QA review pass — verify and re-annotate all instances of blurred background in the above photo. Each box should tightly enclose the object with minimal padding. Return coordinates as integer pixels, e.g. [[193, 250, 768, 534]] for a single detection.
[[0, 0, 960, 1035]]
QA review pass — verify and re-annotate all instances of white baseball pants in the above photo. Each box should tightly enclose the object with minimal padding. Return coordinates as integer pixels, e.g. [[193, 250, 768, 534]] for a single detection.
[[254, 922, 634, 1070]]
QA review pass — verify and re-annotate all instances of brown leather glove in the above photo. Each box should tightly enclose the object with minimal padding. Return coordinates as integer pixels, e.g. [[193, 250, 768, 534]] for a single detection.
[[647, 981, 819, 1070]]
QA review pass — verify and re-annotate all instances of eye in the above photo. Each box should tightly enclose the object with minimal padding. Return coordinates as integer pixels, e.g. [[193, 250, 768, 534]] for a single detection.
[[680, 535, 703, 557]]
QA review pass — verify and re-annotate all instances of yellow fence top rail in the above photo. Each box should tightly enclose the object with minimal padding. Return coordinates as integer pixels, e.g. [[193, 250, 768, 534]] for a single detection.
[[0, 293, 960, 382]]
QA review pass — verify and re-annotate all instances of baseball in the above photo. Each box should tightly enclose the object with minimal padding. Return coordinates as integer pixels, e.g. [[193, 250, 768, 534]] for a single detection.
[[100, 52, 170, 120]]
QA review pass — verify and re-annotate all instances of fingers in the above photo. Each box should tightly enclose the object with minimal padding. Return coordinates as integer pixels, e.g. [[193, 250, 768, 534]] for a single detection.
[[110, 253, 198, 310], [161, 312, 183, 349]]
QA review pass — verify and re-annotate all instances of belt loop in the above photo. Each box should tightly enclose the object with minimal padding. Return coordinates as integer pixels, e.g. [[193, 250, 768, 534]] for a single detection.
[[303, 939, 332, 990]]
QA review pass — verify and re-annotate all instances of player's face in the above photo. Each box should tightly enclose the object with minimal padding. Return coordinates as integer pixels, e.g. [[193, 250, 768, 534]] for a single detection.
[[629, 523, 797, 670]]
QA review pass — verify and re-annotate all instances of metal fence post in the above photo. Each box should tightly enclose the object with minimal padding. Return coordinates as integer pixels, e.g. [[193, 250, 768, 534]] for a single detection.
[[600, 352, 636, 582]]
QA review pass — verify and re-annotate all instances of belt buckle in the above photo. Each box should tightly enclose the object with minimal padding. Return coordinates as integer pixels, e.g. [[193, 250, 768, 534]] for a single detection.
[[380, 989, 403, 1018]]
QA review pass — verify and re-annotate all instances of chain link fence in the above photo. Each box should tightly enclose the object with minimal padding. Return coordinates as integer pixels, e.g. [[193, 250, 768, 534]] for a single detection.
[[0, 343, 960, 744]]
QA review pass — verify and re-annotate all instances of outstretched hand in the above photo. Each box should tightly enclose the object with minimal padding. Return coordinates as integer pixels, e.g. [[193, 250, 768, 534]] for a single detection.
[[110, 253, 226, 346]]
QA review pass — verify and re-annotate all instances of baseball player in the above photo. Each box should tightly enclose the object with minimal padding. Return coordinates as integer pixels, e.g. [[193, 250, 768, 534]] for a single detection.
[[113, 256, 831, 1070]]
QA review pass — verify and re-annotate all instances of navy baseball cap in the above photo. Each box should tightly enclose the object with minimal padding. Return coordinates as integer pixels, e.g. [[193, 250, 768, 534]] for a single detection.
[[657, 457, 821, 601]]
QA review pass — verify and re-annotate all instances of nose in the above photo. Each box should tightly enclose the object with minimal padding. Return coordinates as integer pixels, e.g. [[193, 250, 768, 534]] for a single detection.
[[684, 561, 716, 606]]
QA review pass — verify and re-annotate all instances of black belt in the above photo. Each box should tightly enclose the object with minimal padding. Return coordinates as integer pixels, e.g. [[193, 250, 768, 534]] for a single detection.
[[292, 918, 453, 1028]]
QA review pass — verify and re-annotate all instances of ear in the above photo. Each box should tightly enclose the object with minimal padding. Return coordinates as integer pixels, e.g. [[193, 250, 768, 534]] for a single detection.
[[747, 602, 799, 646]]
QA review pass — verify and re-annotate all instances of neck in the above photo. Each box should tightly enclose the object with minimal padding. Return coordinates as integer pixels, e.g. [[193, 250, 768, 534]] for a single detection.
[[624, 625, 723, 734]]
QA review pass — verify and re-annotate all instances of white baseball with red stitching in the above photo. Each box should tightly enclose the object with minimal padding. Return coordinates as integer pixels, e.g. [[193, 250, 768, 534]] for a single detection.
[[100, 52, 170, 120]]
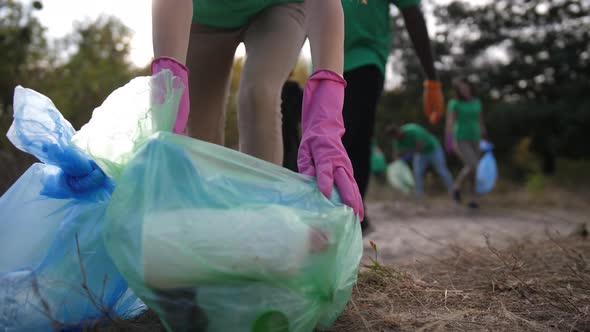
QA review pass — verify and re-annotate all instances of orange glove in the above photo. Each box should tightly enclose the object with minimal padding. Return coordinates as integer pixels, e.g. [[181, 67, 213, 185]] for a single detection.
[[424, 80, 445, 124]]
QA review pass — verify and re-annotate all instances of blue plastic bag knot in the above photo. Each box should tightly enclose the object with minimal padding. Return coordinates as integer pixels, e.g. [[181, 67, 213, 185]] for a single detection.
[[66, 160, 108, 193]]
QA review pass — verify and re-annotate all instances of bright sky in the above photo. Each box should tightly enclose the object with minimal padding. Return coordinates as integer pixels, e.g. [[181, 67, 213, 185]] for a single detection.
[[20, 0, 310, 66], [20, 0, 485, 70]]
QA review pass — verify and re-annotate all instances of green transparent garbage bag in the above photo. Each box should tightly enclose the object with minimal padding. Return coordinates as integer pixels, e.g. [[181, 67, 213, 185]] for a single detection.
[[72, 70, 184, 181], [105, 132, 362, 331], [387, 160, 414, 194], [371, 143, 387, 174]]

━━━━

:: INSTRUCTIONS FOR THE TASK ::
Copy everything from the row containing "QA review pass — verify and re-annotate all instances of blue" down to the final row above, keeping each line unchanged.

:: WRITTEN ANSWER ::
QA review pass — verify and re-annotate all instances of blue plastic bag knot in the above photo. Each box should tightly enclose the object with minimal padding. Return coordinates as integer pixels, e.g. [[181, 67, 213, 185]] for a single detection.
[[66, 160, 108, 193]]
QA review pass — verify and re-annotate all instances of bright sky in the above photo. Each box should tightly enclose the object with minimal padding. Return coordinates as integer pixels, e.g. [[181, 67, 213, 185]] for a single detection.
[[20, 0, 310, 66], [20, 0, 485, 70]]
QA review pass — verify and re-annotate all instances of green transparent garbage bag in the above photo. Each box should tightly enclose the object with minimal padding. Return coordinates as integer pixels, e.g. [[181, 67, 213, 185]] for a single detection.
[[72, 70, 184, 181], [105, 132, 362, 331], [387, 160, 414, 194], [371, 143, 387, 174]]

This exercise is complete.